問題文
下の文書抜粋で紹介されている大阪高裁の裁判例について、内定者が内定をもらったあとに起きた出来事を本文の順にすべて挙げてください。

内定取消しが合法(妥当)とされた裁判例
少し古い判例となりますが、今でも気をつけるべき事案です。
この判例では内定者は内定をもらったあとに無届でデモに参加しました。そのときに現行犯として逮捕されたのです(大阪市公安条例等違反)。結果は起訴猶予処分だったのですが、会社は職場の秩序が混乱して、業務の遂行が阻害されるおそれがあるとして、内定を取消しました。
裁判所は、違法行為を積極的に敢行した従業員を雇用することは相当でなく、会社が従業員としての適格性を欠くという判断での内定取消しは違法ではないとしました。(日本電信電話公社事件:大阪高裁 S48.10.29)
犯罪の軽重にもよりますが、犯罪行為が発覚すると内定取消しが妥当と判断される可能性があるでしょう。ほかにも、重大な経歴詐称をすれば内定取消しはもちろん認められると考えられます。
ちなみに、2020年は2月ころから新型コロナウイルスが蔓延したことで、4月入社予定の学生の内定取消しが急増しました。これは、経済活動がほぼストップしてしまったことから企業の売上が激減し、新卒の方の給与を支払う余力がなくなったことが原因です。
新型コロナのような未曾有の事態であれば内定取消しが合法になるケースもあると思いますが、上述した内々定取消しの裁判例のように、単なる経済情勢の悪化を理由に内定取消しが合法になるケースは少ないと考えます。

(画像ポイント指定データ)
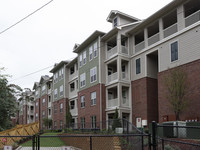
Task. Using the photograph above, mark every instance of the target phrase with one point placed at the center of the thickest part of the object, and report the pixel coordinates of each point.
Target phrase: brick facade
(192, 111)
(145, 99)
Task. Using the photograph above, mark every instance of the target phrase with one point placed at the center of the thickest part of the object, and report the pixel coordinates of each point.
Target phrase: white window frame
(82, 80)
(83, 101)
(93, 75)
(84, 58)
(93, 97)
(95, 50)
(90, 53)
(55, 93)
(61, 90)
(80, 60)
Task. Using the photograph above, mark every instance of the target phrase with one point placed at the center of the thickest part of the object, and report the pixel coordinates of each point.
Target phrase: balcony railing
(112, 77)
(192, 18)
(153, 39)
(124, 76)
(111, 52)
(112, 103)
(139, 46)
(170, 30)
(124, 50)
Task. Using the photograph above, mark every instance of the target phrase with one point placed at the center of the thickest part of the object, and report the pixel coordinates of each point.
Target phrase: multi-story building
(116, 68)
(167, 39)
(26, 107)
(91, 99)
(60, 94)
(43, 101)
(72, 74)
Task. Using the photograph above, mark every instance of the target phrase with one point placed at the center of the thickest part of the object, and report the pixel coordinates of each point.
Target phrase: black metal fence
(175, 136)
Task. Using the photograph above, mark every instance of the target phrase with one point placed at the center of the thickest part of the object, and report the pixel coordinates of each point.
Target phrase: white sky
(49, 35)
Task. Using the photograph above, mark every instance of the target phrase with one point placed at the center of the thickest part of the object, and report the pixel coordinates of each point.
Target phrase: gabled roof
(36, 84)
(172, 5)
(114, 13)
(59, 65)
(44, 79)
(90, 39)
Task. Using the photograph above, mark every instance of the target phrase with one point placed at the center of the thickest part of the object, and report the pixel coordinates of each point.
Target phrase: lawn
(47, 141)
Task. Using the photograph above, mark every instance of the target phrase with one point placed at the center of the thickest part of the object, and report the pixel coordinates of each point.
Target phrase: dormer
(118, 18)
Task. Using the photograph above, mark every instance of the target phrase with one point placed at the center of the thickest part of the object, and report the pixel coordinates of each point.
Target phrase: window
(93, 98)
(72, 87)
(93, 74)
(82, 101)
(80, 60)
(93, 122)
(43, 101)
(55, 93)
(36, 116)
(61, 107)
(82, 122)
(72, 70)
(84, 58)
(43, 114)
(55, 109)
(174, 51)
(55, 124)
(82, 80)
(115, 22)
(72, 104)
(59, 74)
(61, 124)
(138, 68)
(90, 52)
(43, 89)
(61, 90)
(62, 73)
(95, 49)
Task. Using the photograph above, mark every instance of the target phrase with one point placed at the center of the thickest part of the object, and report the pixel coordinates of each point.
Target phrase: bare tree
(177, 90)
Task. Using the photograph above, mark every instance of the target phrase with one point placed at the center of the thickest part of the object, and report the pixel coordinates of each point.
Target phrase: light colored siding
(188, 51)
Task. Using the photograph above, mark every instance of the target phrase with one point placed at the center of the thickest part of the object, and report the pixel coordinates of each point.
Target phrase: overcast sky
(48, 36)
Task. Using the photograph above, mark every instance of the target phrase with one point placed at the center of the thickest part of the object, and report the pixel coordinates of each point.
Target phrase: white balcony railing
(170, 30)
(112, 103)
(112, 77)
(111, 52)
(139, 46)
(153, 39)
(124, 76)
(124, 50)
(192, 18)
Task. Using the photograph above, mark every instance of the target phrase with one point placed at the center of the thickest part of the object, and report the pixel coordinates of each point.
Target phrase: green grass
(47, 141)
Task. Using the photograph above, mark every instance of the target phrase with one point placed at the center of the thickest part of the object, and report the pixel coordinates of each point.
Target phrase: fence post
(149, 139)
(33, 142)
(154, 125)
(90, 143)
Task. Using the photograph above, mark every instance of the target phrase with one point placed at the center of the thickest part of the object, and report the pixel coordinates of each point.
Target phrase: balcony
(139, 46)
(111, 52)
(112, 77)
(170, 30)
(112, 103)
(153, 39)
(193, 18)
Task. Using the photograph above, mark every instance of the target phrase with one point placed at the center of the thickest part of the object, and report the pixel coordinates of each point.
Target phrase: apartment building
(60, 94)
(116, 64)
(91, 102)
(43, 101)
(72, 71)
(124, 69)
(167, 39)
(26, 107)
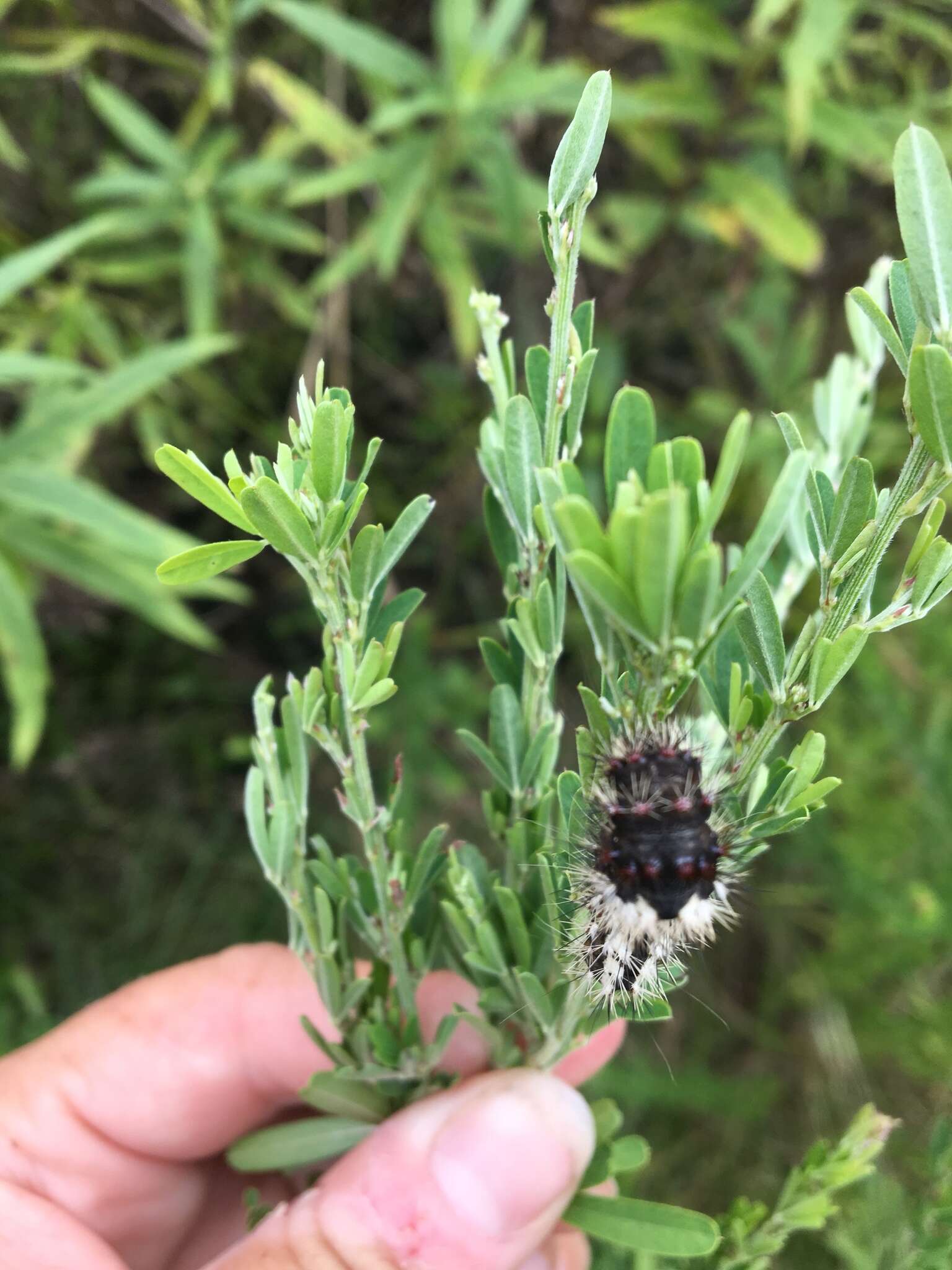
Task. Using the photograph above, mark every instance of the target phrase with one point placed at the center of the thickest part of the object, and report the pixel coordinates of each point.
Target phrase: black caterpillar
(653, 879)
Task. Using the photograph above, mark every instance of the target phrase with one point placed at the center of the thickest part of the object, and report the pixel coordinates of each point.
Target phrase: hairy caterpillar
(653, 876)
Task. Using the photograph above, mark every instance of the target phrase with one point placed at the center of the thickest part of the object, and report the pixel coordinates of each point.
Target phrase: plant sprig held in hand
(596, 881)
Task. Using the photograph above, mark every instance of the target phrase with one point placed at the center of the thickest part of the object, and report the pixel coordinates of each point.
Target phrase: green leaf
(111, 395)
(832, 659)
(487, 757)
(358, 43)
(689, 24)
(576, 404)
(584, 324)
(122, 579)
(602, 585)
(318, 118)
(726, 473)
(342, 1095)
(537, 378)
(134, 126)
(699, 593)
(206, 562)
(364, 561)
(781, 504)
(201, 269)
(190, 473)
(924, 208)
(403, 531)
(769, 214)
(662, 540)
(644, 1226)
(23, 666)
(931, 399)
(37, 368)
(759, 629)
(399, 609)
(41, 491)
(500, 534)
(628, 438)
(20, 269)
(296, 1145)
(884, 327)
(578, 526)
(522, 455)
(902, 301)
(277, 517)
(329, 447)
(579, 150)
(507, 733)
(628, 1155)
(855, 505)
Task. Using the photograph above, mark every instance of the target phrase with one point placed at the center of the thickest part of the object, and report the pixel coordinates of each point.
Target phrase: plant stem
(758, 750)
(908, 482)
(367, 812)
(566, 257)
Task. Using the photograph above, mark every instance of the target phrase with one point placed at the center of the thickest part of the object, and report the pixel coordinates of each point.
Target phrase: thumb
(474, 1179)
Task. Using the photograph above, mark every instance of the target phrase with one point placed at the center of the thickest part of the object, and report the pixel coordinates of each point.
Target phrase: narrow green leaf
(201, 269)
(903, 304)
(603, 586)
(20, 269)
(782, 500)
(832, 659)
(662, 541)
(190, 473)
(403, 531)
(628, 1155)
(296, 1145)
(134, 126)
(628, 438)
(23, 666)
(364, 561)
(537, 378)
(340, 1095)
(111, 395)
(522, 454)
(924, 208)
(644, 1226)
(575, 413)
(278, 518)
(855, 505)
(726, 473)
(579, 527)
(206, 562)
(482, 751)
(329, 448)
(359, 43)
(759, 629)
(584, 324)
(499, 665)
(884, 327)
(931, 399)
(579, 150)
(507, 734)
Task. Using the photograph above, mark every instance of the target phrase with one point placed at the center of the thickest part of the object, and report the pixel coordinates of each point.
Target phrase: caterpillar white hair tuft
(651, 874)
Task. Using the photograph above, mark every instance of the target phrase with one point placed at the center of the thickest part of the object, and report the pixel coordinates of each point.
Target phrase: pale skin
(112, 1129)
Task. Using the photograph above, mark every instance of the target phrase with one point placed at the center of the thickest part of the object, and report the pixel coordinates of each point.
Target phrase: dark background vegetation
(122, 848)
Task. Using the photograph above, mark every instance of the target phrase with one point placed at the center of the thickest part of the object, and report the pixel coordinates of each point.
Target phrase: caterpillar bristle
(653, 871)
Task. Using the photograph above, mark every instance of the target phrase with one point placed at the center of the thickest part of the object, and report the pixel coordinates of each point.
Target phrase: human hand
(112, 1129)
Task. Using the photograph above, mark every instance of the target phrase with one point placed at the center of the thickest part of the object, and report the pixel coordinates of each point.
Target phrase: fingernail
(539, 1261)
(513, 1152)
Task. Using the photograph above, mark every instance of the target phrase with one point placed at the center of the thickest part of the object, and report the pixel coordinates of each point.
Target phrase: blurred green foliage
(180, 169)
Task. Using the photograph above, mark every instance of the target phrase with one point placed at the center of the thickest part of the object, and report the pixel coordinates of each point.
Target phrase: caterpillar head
(653, 877)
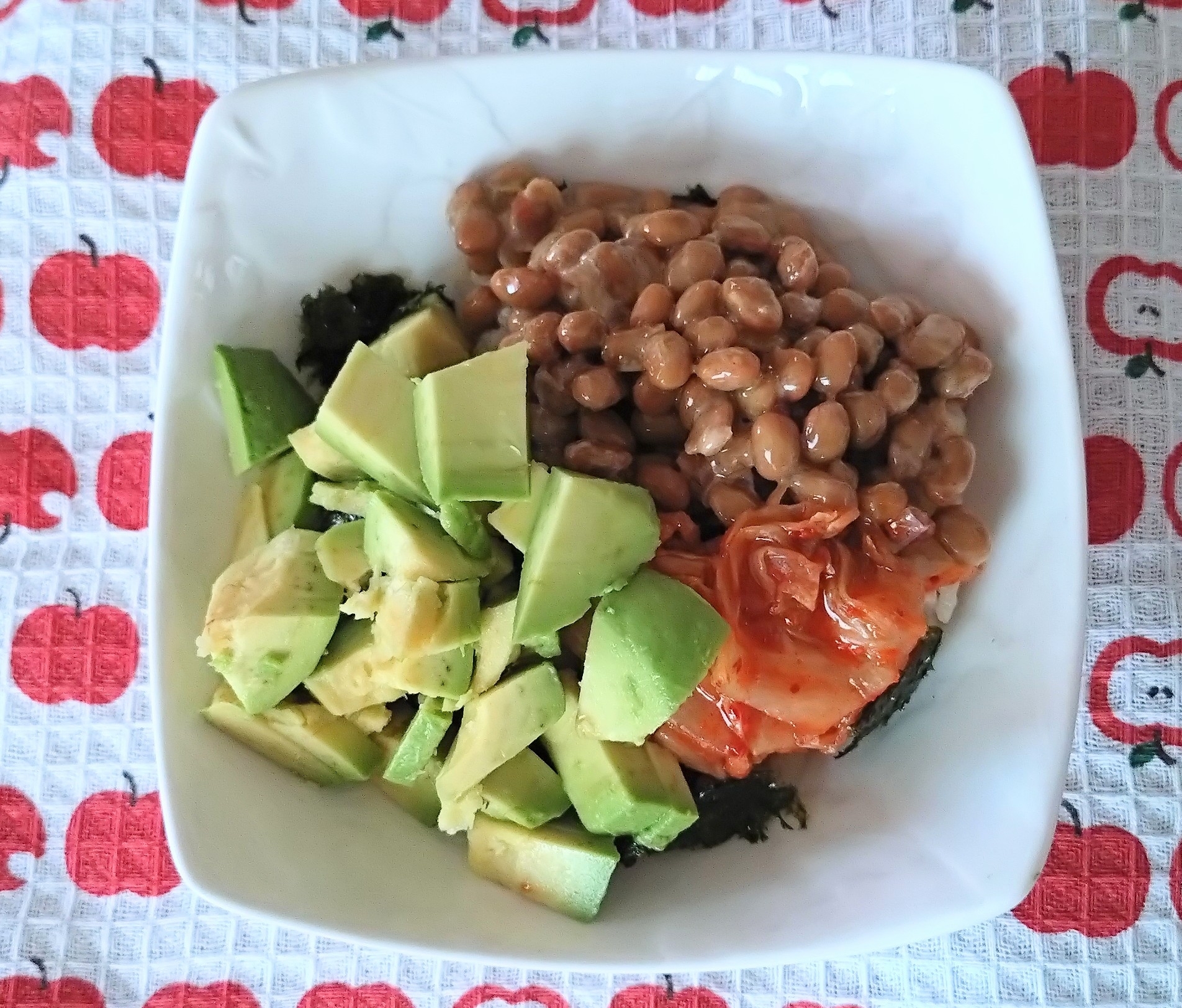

解答
1. 内定者が無届でデモに参加した。
2. その場で現行犯として逮捕された(大阪市公安条例等違反)。
3. 起訴猶予処分となった。
4. 会社が、職場の秩序が混乱して業務の遂行が阻害されるおそれがあるとして、内定を取り消した。